Rewrite the records from the line containing "In this photo, where can the forearm be seen?" through the end, replacing "steel grating walkway" with "metal grate walkway" and leaving everything else the same.

== DATA ROWS

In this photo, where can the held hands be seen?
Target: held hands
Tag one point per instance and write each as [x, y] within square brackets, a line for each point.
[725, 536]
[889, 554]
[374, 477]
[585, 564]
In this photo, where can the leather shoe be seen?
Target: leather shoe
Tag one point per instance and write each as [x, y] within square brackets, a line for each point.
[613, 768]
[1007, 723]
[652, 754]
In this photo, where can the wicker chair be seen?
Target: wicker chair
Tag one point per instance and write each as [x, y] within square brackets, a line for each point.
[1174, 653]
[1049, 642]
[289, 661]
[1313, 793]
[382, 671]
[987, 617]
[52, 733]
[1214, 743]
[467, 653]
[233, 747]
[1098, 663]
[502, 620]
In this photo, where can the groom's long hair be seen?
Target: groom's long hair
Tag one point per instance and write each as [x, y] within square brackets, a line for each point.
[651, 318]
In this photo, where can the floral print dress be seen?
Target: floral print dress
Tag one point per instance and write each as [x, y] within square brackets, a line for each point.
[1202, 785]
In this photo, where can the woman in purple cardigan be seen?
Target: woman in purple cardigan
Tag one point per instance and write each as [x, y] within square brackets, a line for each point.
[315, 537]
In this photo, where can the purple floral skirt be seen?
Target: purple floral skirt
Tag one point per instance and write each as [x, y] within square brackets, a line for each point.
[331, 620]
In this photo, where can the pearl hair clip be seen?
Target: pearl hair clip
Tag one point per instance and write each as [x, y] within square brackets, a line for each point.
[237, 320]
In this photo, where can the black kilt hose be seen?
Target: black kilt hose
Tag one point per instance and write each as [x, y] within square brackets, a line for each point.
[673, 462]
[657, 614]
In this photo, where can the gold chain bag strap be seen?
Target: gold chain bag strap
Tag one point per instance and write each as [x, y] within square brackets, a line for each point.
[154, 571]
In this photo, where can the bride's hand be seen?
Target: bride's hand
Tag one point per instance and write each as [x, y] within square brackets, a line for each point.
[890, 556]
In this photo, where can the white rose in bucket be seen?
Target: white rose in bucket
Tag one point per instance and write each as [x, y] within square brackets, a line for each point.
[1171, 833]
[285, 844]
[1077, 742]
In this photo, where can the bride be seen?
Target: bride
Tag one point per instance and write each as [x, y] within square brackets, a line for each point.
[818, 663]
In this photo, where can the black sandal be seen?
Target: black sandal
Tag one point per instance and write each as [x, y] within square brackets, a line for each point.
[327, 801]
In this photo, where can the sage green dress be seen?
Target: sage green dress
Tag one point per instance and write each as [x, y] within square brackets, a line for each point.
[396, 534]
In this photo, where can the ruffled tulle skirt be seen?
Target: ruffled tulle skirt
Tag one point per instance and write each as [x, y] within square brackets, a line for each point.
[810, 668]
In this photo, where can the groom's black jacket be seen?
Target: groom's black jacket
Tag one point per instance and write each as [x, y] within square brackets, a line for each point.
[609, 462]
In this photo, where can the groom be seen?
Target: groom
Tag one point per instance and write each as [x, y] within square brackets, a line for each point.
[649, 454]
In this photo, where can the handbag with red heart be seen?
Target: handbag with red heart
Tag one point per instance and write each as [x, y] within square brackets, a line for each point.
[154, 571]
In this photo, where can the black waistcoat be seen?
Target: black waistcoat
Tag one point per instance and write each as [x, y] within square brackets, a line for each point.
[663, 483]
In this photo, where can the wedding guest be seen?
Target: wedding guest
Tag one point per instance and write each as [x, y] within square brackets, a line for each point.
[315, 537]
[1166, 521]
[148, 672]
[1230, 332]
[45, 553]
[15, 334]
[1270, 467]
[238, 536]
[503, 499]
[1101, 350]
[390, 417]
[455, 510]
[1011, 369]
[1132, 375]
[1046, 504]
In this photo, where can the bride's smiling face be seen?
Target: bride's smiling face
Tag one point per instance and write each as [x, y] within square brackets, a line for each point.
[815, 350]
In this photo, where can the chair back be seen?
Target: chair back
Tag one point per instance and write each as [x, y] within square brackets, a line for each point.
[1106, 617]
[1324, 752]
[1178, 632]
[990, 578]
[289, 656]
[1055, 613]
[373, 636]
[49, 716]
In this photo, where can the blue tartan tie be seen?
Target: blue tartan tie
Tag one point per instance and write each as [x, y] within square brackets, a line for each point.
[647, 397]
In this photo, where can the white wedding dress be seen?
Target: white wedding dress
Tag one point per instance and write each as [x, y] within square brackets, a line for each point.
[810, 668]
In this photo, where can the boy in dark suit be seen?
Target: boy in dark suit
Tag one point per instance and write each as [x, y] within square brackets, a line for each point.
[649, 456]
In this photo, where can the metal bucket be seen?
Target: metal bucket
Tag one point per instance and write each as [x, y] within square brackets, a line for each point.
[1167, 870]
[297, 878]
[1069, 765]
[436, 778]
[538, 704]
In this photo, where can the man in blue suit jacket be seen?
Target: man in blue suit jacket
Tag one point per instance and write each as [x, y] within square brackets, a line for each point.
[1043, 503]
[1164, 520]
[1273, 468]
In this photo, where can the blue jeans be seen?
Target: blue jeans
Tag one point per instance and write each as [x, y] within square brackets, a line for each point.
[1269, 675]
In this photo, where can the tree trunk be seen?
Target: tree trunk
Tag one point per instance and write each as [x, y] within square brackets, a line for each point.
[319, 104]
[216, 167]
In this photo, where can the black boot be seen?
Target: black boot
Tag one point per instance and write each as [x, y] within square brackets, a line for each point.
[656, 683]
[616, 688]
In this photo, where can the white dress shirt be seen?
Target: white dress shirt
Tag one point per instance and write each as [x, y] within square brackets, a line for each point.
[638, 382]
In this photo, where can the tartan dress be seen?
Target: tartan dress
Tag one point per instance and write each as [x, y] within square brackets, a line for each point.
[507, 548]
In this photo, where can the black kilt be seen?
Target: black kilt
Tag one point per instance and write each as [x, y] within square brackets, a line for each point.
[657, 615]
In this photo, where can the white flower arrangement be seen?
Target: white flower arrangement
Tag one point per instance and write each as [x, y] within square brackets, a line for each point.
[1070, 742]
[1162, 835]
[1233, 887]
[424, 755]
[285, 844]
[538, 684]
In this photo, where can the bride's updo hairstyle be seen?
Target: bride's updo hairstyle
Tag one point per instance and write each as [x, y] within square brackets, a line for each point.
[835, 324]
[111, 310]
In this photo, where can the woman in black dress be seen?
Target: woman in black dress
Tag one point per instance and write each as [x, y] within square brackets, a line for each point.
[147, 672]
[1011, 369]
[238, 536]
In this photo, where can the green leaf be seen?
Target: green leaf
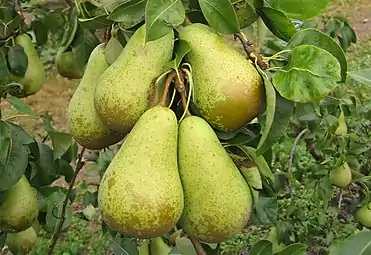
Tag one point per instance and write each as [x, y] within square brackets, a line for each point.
[310, 74]
[259, 161]
[19, 105]
[300, 9]
[41, 31]
[277, 22]
[356, 244]
[221, 15]
[282, 116]
[17, 60]
[314, 37]
[363, 76]
[97, 22]
[161, 16]
[262, 247]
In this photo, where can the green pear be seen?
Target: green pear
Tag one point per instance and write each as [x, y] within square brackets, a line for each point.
[159, 247]
[140, 194]
[83, 120]
[34, 77]
[21, 242]
[217, 199]
[123, 90]
[341, 176]
[228, 90]
[19, 209]
[68, 66]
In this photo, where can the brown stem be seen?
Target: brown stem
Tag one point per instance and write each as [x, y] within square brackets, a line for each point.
[250, 51]
[168, 82]
[198, 247]
[56, 234]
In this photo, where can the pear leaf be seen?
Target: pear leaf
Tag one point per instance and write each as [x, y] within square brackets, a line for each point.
[310, 74]
[311, 36]
[221, 15]
[277, 22]
[161, 16]
[299, 9]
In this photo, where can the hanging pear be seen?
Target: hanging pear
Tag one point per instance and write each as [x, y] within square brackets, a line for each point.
[228, 90]
[140, 194]
[19, 209]
[34, 77]
[123, 90]
[83, 120]
[217, 200]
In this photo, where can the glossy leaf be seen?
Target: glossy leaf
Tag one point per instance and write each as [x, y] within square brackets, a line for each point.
[316, 38]
[129, 13]
[161, 16]
[220, 15]
[356, 244]
[311, 73]
[299, 9]
[277, 22]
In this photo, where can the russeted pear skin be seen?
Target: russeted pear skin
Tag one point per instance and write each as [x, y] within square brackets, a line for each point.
[123, 90]
[34, 77]
[217, 200]
[19, 209]
[140, 194]
[83, 120]
[228, 90]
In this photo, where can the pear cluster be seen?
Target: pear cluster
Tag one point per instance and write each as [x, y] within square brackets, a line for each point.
[167, 173]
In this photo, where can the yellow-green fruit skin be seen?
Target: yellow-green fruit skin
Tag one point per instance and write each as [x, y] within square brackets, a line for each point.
[363, 215]
[341, 176]
[217, 200]
[19, 209]
[34, 77]
[83, 120]
[228, 90]
[21, 242]
[123, 90]
[140, 194]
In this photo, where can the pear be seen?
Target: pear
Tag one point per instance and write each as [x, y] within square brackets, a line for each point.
[83, 120]
[217, 200]
[68, 66]
[159, 247]
[21, 242]
[140, 194]
[123, 90]
[34, 77]
[228, 91]
[19, 209]
[341, 176]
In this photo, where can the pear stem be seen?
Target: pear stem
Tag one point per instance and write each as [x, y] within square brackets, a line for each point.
[57, 232]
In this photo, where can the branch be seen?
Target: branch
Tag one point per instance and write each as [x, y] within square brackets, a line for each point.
[250, 51]
[56, 234]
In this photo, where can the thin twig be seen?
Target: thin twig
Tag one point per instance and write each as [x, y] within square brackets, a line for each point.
[301, 134]
[198, 247]
[56, 234]
[250, 51]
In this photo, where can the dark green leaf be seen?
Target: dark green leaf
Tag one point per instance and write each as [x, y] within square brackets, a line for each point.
[161, 16]
[17, 60]
[314, 37]
[356, 244]
[262, 247]
[19, 105]
[97, 22]
[41, 31]
[311, 73]
[299, 9]
[277, 22]
[129, 13]
[221, 15]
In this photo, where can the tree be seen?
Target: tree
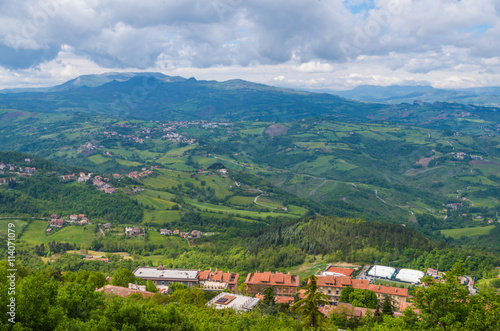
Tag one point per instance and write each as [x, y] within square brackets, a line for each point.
[445, 303]
[308, 306]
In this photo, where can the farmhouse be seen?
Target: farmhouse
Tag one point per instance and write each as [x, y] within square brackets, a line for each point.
[161, 276]
[235, 301]
[283, 284]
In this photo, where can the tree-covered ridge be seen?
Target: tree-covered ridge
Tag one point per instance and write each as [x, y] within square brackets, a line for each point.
[50, 300]
[356, 240]
[324, 235]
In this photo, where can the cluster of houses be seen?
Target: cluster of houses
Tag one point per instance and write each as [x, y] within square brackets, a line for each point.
[462, 155]
[99, 182]
[135, 231]
[286, 287]
[57, 222]
[137, 174]
[187, 235]
[11, 168]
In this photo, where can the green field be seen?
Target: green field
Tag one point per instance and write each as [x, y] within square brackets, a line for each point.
[98, 159]
[128, 163]
[18, 225]
[241, 201]
[229, 210]
[468, 232]
[161, 217]
[155, 202]
[35, 233]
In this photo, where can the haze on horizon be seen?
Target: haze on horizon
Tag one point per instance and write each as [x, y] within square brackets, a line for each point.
[314, 44]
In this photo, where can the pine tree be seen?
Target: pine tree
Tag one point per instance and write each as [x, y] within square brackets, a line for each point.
[308, 306]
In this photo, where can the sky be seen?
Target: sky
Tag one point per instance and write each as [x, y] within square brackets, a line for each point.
[303, 44]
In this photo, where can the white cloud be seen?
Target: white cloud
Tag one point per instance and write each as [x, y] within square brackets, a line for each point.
[443, 42]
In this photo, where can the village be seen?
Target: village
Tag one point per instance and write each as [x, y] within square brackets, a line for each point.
[11, 169]
[286, 287]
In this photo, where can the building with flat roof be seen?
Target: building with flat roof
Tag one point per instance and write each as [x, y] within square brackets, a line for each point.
[234, 301]
[283, 284]
[409, 276]
[218, 280]
[380, 271]
[161, 276]
[332, 286]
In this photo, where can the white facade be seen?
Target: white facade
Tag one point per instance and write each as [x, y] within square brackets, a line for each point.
[380, 271]
[409, 276]
[234, 301]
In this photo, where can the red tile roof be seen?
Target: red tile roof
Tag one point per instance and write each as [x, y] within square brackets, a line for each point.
[268, 278]
[342, 281]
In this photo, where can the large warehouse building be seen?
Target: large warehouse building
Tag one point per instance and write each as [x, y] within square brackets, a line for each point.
[380, 271]
[409, 276]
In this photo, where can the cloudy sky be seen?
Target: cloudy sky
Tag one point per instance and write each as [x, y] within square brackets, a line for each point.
[314, 44]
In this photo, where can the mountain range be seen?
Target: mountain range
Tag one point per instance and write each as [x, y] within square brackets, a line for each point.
[155, 96]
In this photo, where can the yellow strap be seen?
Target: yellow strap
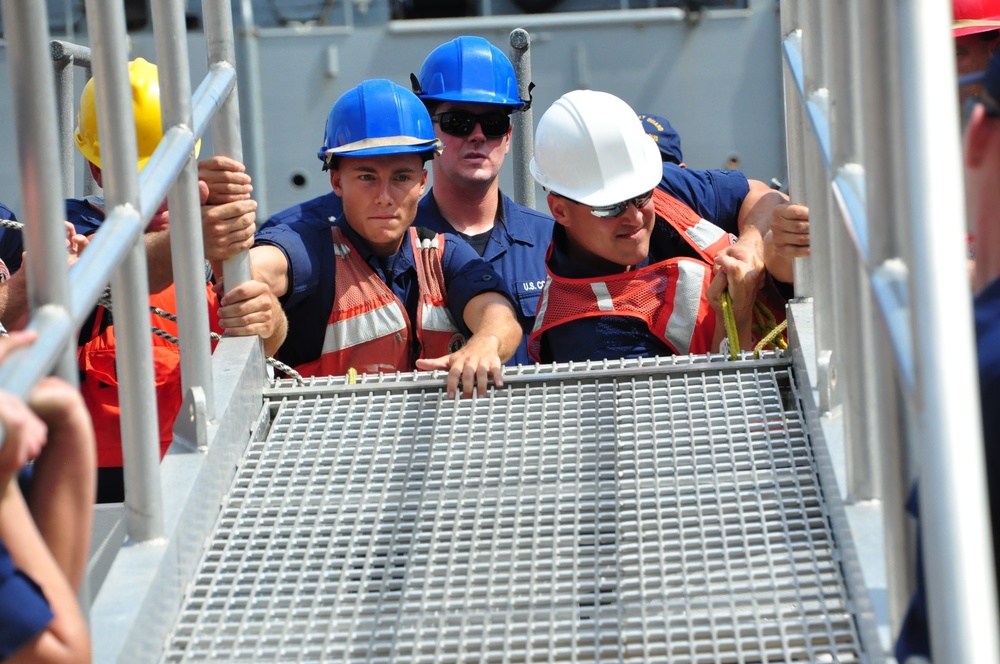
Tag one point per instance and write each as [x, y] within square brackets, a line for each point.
[729, 318]
[774, 336]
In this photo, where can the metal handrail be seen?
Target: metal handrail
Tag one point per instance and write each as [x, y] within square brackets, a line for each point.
[891, 293]
[116, 250]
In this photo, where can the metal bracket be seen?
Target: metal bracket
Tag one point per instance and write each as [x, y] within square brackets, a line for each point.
[191, 426]
[826, 381]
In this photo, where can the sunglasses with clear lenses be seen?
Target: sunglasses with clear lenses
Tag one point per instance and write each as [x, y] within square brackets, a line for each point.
[616, 210]
[461, 123]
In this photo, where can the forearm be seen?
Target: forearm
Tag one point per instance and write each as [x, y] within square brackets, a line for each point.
[158, 260]
[273, 342]
[268, 264]
[492, 315]
[63, 484]
[66, 639]
[781, 267]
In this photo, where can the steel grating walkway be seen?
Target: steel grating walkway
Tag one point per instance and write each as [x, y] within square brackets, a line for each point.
[664, 513]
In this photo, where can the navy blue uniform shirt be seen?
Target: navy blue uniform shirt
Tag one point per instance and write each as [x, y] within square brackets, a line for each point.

====

ANSWER FOR THIS EXERCISE
In this photo, where can the forearm be seen?
Target: forearm
Tag one point per instance and write each as [x, y] within square brackets, a line for each point.
[158, 260]
[273, 342]
[268, 264]
[492, 315]
[63, 484]
[66, 639]
[781, 267]
In this photo, where can the metal grate walkway be seen?
Target: metal grate walkway
Tag one point per instance and write each as [x, y] within square brackets, a line for each point.
[664, 513]
In this photo, where can the navy blue uniform shirt be seen?
Target: navy blue uniform shirt
Tag one point per instance and write each as [x, y] within square brackets, a line for each point.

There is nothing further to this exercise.